*Provided text*:
Compound IA: 5-(2-amino-ethylamino)-1-phenyl-2-pentanone

DMSO: dimethyl sulfoxide

EGF: epidermal growth factor

NAC: N-acetylecysteine

PDTC: pyrrolidinedithiocarbamate

SOD: superoxide dismutase

TPL: 2,2,6,6-tetramethylpiperidine-1-oxyl

Z-103: zinc N-(3-aminopropionyl)-L-histidine

Intravenous administration of N-acetylcysteine (NAC), which is a free radical scavenger, has been proved to be beneficial in protection against I/R injury of intestine [117, 128]; however, there are some controversial reports in this regard [147, 160]. Some reports have demonstrated that NAC treatment resulted in significant aggravation of the gastric mucosal injury after I/R injury [147, 161]. Although intraluminal perfusion of NAC increased the hexosamine concentration, gastric mucus was significantly decreased. This resulted in the exacerbation of the mucosal injury.

Some types of H2RA, which inhibit acid secretion by parietal cells, are potent antioxidants and it has been suggested that these exert a protective effect on I/R-induced gastric mucosal injury. Although the luminal acid was completely neutralized by NaOH instead of T-593 (an H2RA), no reduction in the mucosal clearance was observed. This indicated that the endogenous luminal acid does not play an important role in gastric injury induced by localized I/R stress [149]. Kitano demonstrated that compared to luminal perfusion with an HCl solution alone, the luminal perfusion with a solution containing HCl and H2RA, cimetidine (3 mmol/l) significantly reduced the total area of erosions. Additionally, cimetidine (3 mmol/l) inhibited hydroxyl radical-induced lipid peroxidation of human erythrocyte membranes by 60% in vitro; this indicated that cimetidine possesses a protective effect against acute gastric mucosal injury induced by I/R not only due to the suppression of gastric acid secretion but also due to its antioxidant properties when it is present at high concentrations in the intragastric environment [93]. Furthermore, Naito et al. [115] showed that IT-066 (an H2RA) scavenged the superoxide and hydroxyl radicals generated by the hypoxanthine-XO system and the hydrogen peroxide-ferrous iron system, respectively, by a spin trapping method using 5,5-dimethyl-1-pyrroline-N-oxide.

*Work task 1*: In the passage on antioxidant agents and I/R injury, by what percentage did cimetidine (3 mmol/l) inhibit hydroxyl radical-induced lipid peroxidation of human erythrocyte membranes in vitro?
*Work task 2*: Summarize the passage on antioxidant agents and I/R injury in two sentences.
*Work task 3*: Carry on the passage on antioxidant agents and I/R injury, starting after its final sentence.

*Extracted entries*:
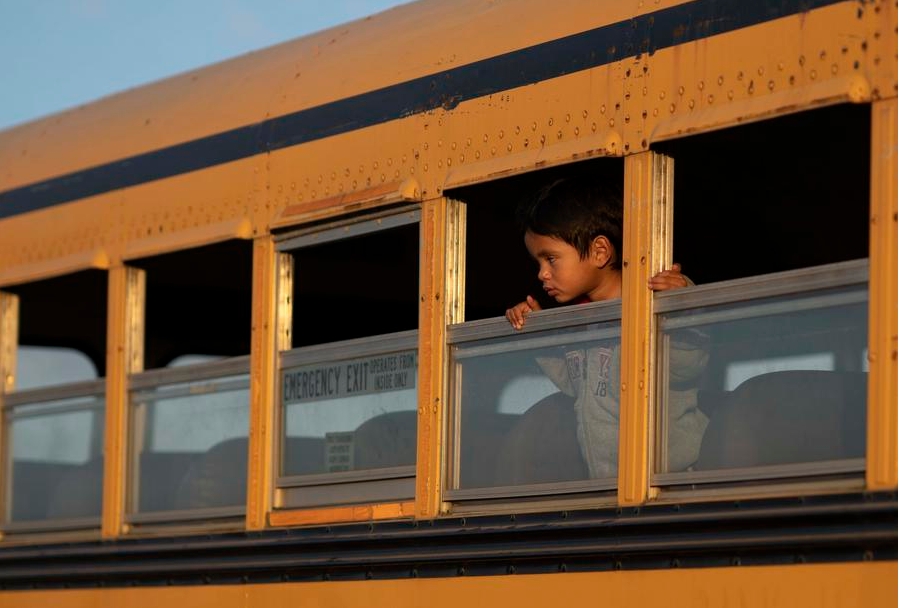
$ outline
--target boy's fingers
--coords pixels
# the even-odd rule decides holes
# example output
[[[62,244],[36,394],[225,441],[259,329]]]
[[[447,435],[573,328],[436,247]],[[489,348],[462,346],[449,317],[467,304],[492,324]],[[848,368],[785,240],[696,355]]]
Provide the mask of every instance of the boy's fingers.
[[[537,302],[537,300],[535,300],[532,296],[528,296],[526,304],[531,310],[543,310],[543,308],[540,306],[540,303]]]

*Answer area 1*: By 60%.

*Answer area 2*: Intravenous NAC, a free radical scavenger, has been reported to protect the intestine against I/R injury, but other reports show it significantly aggravates gastric mucosal injury after I/R because it decreases gastric mucus. Some H2RAs are potent antioxidants: cimetidine reduced the total area of erosions and inhibited lipid peroxidation, showing protection beyond acid suppression, and IT-066 scavenged superoxide and hydroxyl radicals.

*Answer area 3*:
Mucoprotective agents such as sofalcon, sucralfate, and rebamipide have also been suggested to have antioxidant properties; thus, they may prevent I/R-induced mucosal injury. High concentrations of sucralfate (3–10 mg/ml) reduced the superoxide radicals generated by leukocytes or xanthine-XO, and protected erythrocyte membrane ghosts against lipid peroxidation induced by hydrogen peroxide and Fe2+ in vitro [146]. The administration of sucralfate, either before ischemia or before reperfusion, prevented the gastrointestinal mucosal injury due to I/R stress [79, 145–148]. Rebamipide also reduced gastrointestinal damage by the pretreatment of ischemic changes [100, 103, 137, 138]. Only intraluminal administration of sofalcon before the onset of ischemia has been proven to be effective in providing gastric mucosal protection against I/R injury [143, 144].

Conclusion

Oxygen-derived free radicals play a major role in the pathophysiological mechanism of ischemia-reperfusion injury of the intestine. The sources of reactive oxygen species are abundant, and the attenuation of oxidant stress minimizes the extent of the ischemia-reperfusion injury. Therefore, antioxidant agents play an important role in the treatment of intestinal injury induced by ischemia-reperfusion.